▶ **Aim of the task**: Retype the stretch of the farmworker overtime op-ed from "Pay farmhands for" through "were then African-American.", word for word.
*** Opening Excerpt ***
Pay farmhands for the work they do
Lisa Zucker
This holiday season, as you gather around the table for a humbler-than-usual Christmas feast or put out that glass of milk for Santa, please take a moment to recognize the farmworkers whose labor produced your bounty. Then, take another moment to try to comprehend why the men and women working these low-wage, physically grueling jobs are excluded from a basic labor protection that virtually every other hourly worker enjoys: the right to overtime pay for work in excess of 40 hours per week.
The reason for this injustice lies in the initial creation of wage and overtime laws more than 80 years ago. They were designed to exclude Black people from coverage by carving out an exemption for agricultural workers and domestic workers, most of whom were then African-American.
The exclusion remains today, allowing generation after generation of farm owners to create business plans based on artificially low labor costs without overtime pay.
Overtime pay is not a wage perk. It is a health-and-safety protection. That is why not even small businesses are exempt from providing it. Agricultural work is already one of the most hazardous types of employment, and frequent overtime — combined with compressed work schedules — can lead to serious injury, chronic fatigue, impaired performance and depression.
We know this firsthand. One of us has worked for 16 years as a farmworker in the dairy industry. The long hours, the lack of days off, the muscle aches and grueling schedule, mean little time for family and friends. And the extended hours in a dangerous industry leave you fearing you may die before your children grow up or grandchildren take their first steps.
The core needs and hopes of New Yorkers who work in agriculture are no different from New Yorkers who work in retail, food services or construction. Like all New Yorkers, they want a manageable work-life balance and protections for their physical and emotional health. They want to take care of their families.
They can’t without fair pay for overtime. Sixteen months ago, New York enacted the historic Farm Laborers Fair Labor Practices Act. Though it was hailed as an end to generations of discrimination for removing the exclusion of farmworkers from the right to collective bargaining, at the end of the day, lawmakers chose to maintain the system of inequality for overtime pay. Instead of requiring overtime pay after 40 hours, they set it at 60 hours a week and called for the convening of a wage board to determine the extent to which the OT threshold could be lowered.
Five wage board hearings were held from March through September. In addition to the scores of growers, farmworkers, and allies who testified, there were also doctors who spoke about the pain and injury caused by the nature of farm work. Accordingly, they recommended lowering the overtime threshold to the 40-hour norm that’s enforced throughout the economy.
As one doctor put it to the board, “[h]umans employed in agriculture pay a physical price for their work like no other industry in our economy…Justice and equity require that these essential workers be treated the same as workers in all other industries that are provided with overtime pay for less physically demanding work.”
*** Closing Excerpt ***
*** Opening Dataset extract ***
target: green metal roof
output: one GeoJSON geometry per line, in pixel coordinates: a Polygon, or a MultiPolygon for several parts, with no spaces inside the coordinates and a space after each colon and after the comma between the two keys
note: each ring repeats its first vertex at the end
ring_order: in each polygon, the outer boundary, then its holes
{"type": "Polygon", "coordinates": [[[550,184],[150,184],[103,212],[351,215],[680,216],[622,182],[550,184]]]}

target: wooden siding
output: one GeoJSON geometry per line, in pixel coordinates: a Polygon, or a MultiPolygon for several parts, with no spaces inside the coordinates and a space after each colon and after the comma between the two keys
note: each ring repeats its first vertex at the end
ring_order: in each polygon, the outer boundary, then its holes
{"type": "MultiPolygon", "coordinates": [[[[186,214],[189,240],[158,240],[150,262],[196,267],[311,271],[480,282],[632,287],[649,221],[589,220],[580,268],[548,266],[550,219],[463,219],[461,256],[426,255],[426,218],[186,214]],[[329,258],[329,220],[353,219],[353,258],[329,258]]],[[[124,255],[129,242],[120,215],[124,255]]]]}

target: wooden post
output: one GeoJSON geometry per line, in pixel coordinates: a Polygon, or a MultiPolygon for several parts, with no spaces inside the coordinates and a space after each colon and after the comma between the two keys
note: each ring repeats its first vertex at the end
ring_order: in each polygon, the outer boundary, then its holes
*** Closing Dataset extract ***
▶ **Reply to the task**:
Pay farmhands for the work they do
Lisa Zucker
This holiday season, as you gather around the table for a humbler-than-usual Christmas feast or put out that glass of milk for Santa, please take a moment to recognize the farmworkers whose labor produced your bounty. Then, take another moment to try to comprehend why the men and women working these low-wage, physically grueling jobs are excluded from a basic labor protection that virtually every other hourly worker enjoys: the right to overtime pay for work in excess of 40 hours per week.
The reason for this injustice lies in the initial creation of wage and overtime laws more than 80 years ago. They were designed to exclude Black people from coverage by carving out an exemption for agricultural workers and domestic workers, most of whom were then African-American.